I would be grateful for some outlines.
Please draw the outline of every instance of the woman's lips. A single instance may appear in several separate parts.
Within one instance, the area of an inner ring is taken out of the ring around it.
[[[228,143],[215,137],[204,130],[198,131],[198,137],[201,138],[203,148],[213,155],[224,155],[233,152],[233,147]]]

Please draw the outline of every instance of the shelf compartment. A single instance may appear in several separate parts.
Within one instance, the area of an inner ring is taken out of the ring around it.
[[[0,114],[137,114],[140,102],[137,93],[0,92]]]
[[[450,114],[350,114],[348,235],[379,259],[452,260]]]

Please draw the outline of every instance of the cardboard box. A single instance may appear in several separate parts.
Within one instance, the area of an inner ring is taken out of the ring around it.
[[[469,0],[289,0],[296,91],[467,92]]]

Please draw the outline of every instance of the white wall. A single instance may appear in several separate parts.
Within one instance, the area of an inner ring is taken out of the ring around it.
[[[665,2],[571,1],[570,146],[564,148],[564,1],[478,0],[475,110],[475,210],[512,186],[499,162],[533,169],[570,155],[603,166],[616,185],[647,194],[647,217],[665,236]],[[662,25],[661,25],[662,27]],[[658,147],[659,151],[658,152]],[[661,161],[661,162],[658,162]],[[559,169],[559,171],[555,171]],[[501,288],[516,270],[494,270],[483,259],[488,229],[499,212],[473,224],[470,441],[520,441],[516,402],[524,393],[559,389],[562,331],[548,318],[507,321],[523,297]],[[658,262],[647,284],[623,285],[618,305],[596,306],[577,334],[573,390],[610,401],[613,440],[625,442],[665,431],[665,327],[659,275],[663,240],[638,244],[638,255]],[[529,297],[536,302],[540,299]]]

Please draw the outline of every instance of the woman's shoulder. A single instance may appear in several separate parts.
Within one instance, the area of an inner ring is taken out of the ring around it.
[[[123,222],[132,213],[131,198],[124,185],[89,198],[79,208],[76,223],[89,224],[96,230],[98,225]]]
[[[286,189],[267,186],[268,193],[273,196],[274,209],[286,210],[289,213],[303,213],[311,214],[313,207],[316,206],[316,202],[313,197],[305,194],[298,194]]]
++++++++++
*Task requirements*: Update the entries from the line containing "Please draw the outline of every instance of the cardboard" down to the line containing "[[[469,0],[289,0],[296,91],[467,92]]]" by writing those lines out again with "cardboard box" changed to "moving box". Leave everything else in them unchanged.

*Complete output*:
Please draw the outline of every instance of the moving box. A single instance may appear in several separate parts.
Within one instance, the area of an inner ring is taken out of the ring around it.
[[[469,0],[289,0],[296,91],[467,92]]]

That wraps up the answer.